Copy out the listing below word for word, starting at the line with "Final verification step: confirm the presence of building" and continuing through the end of the listing, with both ends included.

## MATERIAL FOR THIS TASK
☆ ☆ ☆ ☆

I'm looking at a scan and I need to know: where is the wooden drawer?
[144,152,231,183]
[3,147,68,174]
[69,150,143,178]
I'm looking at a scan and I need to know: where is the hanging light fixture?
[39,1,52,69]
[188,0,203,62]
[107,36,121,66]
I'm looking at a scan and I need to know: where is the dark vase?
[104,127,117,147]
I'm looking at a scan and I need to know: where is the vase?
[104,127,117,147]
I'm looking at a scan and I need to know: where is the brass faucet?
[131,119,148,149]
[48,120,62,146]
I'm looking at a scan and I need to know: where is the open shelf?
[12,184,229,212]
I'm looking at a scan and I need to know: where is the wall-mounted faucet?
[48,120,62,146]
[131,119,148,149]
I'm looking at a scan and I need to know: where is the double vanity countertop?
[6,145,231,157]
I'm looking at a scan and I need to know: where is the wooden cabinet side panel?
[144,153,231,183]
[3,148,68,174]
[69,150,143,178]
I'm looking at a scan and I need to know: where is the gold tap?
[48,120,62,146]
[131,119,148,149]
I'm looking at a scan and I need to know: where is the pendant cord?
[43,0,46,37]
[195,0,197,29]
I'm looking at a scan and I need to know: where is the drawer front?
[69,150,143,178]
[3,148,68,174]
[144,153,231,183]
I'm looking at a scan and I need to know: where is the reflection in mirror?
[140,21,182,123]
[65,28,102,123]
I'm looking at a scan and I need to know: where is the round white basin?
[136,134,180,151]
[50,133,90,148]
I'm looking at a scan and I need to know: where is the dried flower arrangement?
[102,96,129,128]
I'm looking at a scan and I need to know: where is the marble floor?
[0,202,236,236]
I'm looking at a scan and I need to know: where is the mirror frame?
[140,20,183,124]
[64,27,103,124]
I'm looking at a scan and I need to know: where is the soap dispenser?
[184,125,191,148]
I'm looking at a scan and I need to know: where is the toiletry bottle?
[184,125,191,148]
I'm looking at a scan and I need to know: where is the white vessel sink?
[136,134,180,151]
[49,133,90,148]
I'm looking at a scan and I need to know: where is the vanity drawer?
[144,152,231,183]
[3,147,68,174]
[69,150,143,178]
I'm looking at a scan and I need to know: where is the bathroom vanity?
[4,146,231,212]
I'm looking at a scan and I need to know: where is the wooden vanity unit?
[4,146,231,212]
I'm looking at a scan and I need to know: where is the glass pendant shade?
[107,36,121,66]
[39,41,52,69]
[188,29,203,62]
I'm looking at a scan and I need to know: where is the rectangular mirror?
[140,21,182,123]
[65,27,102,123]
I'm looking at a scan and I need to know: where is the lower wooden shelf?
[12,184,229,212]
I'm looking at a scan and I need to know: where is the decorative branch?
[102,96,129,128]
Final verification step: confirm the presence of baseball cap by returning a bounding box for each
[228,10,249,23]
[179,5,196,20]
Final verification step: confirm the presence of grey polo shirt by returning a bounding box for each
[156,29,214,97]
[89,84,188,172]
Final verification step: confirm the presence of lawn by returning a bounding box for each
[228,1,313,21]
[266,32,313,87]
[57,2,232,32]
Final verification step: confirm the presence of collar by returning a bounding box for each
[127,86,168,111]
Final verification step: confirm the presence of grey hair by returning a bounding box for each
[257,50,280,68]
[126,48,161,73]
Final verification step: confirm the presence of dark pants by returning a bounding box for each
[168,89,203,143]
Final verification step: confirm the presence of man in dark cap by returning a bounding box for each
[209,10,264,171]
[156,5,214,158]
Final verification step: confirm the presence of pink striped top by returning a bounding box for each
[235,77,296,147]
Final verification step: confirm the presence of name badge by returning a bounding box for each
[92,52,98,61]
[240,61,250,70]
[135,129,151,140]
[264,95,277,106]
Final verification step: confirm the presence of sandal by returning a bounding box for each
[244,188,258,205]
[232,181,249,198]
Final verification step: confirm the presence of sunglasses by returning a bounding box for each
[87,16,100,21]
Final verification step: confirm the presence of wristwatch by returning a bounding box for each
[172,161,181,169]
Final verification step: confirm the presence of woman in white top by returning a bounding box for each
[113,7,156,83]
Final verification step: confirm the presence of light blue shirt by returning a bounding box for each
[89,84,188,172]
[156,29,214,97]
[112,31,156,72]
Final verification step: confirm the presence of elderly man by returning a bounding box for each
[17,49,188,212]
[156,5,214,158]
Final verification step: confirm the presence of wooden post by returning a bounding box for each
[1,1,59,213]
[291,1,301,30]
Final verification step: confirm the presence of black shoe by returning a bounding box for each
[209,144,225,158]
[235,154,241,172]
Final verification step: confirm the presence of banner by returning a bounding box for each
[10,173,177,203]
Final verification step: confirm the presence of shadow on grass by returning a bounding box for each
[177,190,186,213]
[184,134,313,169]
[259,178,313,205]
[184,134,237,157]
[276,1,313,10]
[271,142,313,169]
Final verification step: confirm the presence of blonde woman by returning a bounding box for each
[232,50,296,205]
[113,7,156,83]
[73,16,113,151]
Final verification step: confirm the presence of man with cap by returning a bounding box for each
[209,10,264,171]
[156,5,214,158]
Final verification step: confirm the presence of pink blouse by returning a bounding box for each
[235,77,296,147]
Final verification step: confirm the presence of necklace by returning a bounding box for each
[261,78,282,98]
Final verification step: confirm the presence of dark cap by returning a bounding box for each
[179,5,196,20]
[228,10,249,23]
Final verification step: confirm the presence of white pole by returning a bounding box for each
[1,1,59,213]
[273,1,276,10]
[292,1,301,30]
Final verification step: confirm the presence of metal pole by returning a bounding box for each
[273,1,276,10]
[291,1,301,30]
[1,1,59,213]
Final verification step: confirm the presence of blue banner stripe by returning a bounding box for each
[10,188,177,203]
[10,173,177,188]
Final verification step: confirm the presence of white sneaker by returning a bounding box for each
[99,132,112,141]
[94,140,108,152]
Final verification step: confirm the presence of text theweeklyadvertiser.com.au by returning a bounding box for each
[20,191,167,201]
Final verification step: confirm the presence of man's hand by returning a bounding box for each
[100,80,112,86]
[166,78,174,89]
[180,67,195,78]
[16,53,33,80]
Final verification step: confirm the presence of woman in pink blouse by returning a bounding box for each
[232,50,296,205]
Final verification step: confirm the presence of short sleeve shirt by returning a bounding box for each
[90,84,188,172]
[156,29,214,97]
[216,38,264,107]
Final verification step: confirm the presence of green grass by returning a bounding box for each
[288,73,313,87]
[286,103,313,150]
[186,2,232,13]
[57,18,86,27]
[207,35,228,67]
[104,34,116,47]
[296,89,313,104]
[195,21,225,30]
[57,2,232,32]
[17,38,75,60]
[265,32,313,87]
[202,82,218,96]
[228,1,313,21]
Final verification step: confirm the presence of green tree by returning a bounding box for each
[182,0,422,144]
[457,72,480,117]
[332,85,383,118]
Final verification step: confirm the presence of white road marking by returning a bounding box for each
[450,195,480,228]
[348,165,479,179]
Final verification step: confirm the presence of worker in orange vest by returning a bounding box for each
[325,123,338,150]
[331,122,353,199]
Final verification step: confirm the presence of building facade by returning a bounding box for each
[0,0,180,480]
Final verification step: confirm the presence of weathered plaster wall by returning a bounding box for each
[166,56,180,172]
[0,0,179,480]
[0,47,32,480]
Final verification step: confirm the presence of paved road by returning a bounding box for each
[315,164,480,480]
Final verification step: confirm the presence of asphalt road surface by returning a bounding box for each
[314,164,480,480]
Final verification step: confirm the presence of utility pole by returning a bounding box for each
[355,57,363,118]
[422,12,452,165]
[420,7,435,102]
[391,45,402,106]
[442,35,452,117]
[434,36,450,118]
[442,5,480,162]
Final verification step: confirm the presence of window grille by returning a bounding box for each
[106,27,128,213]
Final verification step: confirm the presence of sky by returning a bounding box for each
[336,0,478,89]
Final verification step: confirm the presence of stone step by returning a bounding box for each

☆ ☆ ☆ ☆

## FINISHED TASK
Final verification step: confirm the presence of building facade by returning a bounding box for each
[0,0,180,480]
Final verification step: confirm the presence of weathered plaster wall by returning a bounding box for each
[166,56,180,172]
[0,0,179,480]
[0,47,32,480]
Final verification step: confirm the presence of paved road by returning a bounding box for each
[315,164,480,480]
Final verification step: confirm the presence of asphalt road surface by returning a bounding box for each
[314,164,480,480]
Final verification step: confirm the presence of utility pole by returning a bounding box for each
[355,57,363,118]
[422,12,452,165]
[420,7,435,102]
[391,45,402,106]
[442,35,452,117]
[434,36,450,118]
[442,5,480,162]
Final verification step: confirm the presence of window grille by returning a bounding box for each
[106,27,128,213]
Final verification step: confirm the presence of sky by returning a bounding box for each
[336,0,478,89]
Final verification step: confirm the presence of stone step by returning a bounding box for each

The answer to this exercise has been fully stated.